Exercise goal
Determine how many lines in the listing below contain "mulch", then give only that number.

Information given
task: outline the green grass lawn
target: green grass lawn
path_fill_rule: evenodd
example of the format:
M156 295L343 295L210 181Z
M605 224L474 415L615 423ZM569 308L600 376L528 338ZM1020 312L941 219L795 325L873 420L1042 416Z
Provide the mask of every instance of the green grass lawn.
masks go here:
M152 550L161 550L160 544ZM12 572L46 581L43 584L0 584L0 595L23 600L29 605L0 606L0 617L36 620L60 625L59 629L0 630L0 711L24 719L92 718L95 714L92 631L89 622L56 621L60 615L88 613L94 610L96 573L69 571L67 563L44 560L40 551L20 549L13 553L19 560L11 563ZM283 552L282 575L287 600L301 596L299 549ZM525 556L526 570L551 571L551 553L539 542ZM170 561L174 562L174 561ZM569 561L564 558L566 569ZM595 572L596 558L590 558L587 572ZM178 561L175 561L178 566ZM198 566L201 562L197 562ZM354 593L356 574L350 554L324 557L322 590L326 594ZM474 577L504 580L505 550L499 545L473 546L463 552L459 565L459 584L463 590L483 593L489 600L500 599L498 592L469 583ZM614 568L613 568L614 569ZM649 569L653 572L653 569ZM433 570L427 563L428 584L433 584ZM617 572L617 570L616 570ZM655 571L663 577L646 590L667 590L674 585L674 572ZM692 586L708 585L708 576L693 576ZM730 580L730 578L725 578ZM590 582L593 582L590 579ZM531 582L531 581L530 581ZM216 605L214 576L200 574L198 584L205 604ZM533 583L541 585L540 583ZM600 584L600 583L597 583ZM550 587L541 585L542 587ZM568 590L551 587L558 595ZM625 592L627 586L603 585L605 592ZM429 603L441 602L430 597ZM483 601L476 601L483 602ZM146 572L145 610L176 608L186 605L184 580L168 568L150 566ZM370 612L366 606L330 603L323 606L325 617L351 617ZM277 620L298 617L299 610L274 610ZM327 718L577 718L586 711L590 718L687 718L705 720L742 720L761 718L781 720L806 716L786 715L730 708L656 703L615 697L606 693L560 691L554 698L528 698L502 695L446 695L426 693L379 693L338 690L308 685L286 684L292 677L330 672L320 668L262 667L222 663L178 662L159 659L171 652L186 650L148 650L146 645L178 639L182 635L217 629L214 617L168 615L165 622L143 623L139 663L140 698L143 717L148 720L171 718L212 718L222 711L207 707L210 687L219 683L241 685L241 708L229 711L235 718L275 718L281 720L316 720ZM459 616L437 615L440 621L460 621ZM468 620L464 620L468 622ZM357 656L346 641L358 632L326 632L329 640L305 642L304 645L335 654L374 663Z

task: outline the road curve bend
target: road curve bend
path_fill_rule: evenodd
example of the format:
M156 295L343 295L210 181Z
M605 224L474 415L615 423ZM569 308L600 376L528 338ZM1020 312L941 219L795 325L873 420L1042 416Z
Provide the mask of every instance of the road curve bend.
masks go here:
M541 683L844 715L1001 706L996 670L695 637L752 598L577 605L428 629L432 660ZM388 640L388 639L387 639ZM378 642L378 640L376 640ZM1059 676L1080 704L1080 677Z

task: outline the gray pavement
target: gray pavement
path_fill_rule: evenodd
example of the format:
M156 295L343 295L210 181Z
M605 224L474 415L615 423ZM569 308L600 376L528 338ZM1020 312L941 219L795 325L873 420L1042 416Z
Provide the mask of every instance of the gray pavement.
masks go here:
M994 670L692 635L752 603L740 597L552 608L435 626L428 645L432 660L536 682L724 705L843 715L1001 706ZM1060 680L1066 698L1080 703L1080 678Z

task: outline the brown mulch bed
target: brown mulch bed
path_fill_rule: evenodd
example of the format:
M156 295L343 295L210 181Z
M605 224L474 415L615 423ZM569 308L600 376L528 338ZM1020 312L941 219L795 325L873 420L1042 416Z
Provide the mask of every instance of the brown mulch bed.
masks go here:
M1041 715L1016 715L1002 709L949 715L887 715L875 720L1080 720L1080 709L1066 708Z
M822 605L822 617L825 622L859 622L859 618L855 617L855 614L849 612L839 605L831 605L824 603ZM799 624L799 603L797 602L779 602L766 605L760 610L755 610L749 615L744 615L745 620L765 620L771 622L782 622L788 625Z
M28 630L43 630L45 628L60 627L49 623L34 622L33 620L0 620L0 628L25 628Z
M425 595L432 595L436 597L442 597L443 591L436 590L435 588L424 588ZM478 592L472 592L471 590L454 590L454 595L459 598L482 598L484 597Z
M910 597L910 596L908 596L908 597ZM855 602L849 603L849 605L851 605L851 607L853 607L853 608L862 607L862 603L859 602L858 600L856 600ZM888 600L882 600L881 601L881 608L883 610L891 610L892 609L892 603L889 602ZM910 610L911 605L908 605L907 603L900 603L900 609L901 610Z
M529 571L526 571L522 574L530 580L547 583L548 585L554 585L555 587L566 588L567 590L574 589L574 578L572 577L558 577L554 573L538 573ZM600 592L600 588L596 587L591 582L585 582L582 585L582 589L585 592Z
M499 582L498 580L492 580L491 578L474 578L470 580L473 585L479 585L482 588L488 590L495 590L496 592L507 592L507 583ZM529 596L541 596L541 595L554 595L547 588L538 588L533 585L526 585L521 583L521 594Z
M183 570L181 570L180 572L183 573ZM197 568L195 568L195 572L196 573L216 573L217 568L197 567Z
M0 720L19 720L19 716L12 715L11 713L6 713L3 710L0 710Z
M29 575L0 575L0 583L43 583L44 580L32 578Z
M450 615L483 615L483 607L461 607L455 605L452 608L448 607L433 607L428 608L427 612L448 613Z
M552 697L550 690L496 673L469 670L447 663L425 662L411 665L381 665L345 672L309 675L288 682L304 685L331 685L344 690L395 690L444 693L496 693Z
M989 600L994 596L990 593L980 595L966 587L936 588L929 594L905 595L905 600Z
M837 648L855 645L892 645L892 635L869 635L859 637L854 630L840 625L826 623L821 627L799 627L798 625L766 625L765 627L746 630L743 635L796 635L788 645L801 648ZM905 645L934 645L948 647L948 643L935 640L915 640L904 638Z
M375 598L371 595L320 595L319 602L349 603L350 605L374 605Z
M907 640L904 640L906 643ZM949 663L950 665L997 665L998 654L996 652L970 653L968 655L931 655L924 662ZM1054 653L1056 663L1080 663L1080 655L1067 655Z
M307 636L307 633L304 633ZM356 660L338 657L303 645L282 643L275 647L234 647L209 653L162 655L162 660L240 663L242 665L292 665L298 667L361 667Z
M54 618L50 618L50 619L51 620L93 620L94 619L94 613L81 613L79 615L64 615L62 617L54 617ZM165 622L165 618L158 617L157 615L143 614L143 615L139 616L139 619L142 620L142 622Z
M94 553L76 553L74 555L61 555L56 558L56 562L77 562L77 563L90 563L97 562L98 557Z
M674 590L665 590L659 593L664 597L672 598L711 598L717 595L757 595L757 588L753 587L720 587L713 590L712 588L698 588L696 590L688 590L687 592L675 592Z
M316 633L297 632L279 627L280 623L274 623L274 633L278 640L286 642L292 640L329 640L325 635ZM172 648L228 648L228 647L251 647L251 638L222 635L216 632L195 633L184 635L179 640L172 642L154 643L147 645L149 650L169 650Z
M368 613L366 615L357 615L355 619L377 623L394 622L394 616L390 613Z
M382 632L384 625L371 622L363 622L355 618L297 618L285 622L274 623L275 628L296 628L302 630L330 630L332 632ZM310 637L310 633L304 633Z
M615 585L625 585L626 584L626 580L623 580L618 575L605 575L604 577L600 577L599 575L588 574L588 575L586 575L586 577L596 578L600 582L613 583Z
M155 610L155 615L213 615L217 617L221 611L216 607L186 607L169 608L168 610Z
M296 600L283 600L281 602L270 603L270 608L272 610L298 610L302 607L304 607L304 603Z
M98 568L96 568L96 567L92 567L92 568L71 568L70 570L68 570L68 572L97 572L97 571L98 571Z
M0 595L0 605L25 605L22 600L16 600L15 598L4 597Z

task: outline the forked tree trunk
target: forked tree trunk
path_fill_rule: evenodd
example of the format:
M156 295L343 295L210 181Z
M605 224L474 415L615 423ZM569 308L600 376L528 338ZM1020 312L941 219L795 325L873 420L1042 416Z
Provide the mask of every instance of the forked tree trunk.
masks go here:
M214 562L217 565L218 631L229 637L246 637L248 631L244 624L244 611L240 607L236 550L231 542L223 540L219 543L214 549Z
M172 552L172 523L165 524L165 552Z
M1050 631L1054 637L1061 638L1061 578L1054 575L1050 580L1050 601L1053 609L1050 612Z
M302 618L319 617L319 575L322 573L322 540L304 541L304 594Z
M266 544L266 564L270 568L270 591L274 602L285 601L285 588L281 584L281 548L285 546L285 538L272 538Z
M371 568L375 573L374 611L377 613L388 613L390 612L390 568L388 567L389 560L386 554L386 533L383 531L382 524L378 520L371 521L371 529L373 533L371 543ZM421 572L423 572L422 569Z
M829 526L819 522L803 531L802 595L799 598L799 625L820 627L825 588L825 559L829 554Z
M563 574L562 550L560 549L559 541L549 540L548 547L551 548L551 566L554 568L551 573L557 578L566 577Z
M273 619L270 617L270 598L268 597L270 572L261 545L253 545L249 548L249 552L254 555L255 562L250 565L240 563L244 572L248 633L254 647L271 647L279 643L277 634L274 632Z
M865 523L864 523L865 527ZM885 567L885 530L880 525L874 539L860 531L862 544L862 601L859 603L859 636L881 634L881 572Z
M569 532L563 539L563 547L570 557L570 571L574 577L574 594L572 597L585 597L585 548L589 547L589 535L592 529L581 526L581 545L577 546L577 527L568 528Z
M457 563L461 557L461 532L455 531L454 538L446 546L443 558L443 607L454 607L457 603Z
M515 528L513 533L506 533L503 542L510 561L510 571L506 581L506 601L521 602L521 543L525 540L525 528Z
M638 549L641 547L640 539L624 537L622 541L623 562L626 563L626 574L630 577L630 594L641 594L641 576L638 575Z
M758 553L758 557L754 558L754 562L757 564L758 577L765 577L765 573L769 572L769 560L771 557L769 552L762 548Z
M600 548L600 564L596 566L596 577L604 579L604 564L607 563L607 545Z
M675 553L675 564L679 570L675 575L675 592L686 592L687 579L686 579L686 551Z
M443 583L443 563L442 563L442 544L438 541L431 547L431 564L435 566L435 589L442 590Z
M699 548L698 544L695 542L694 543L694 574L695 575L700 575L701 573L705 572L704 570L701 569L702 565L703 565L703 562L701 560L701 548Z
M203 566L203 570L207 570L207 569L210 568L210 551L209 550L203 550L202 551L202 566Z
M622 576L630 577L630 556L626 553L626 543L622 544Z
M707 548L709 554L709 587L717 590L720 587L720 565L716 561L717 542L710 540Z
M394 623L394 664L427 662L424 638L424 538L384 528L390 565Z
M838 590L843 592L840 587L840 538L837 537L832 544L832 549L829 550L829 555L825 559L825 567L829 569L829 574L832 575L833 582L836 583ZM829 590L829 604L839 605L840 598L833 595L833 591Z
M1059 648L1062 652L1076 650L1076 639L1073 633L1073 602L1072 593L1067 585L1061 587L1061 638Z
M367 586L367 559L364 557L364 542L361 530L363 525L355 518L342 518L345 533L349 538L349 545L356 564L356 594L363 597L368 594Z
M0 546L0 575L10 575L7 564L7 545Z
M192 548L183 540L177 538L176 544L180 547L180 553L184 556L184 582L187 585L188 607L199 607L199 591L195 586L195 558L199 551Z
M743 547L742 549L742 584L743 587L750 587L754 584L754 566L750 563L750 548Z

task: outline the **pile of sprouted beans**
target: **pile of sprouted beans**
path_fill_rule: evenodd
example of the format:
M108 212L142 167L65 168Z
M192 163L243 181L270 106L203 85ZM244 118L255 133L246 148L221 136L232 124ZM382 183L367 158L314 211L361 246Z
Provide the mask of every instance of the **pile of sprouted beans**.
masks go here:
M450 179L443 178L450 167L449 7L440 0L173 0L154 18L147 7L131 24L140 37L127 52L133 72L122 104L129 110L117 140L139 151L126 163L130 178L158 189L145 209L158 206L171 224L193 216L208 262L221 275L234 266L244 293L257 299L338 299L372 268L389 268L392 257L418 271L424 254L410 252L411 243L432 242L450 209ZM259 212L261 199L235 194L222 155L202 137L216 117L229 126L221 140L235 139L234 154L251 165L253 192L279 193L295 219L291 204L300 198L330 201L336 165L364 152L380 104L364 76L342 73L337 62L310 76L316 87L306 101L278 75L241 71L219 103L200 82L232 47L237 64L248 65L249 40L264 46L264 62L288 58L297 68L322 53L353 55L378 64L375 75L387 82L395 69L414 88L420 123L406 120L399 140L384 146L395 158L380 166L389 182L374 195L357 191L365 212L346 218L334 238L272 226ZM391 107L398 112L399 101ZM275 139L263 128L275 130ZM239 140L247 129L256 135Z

Result of this exercise
3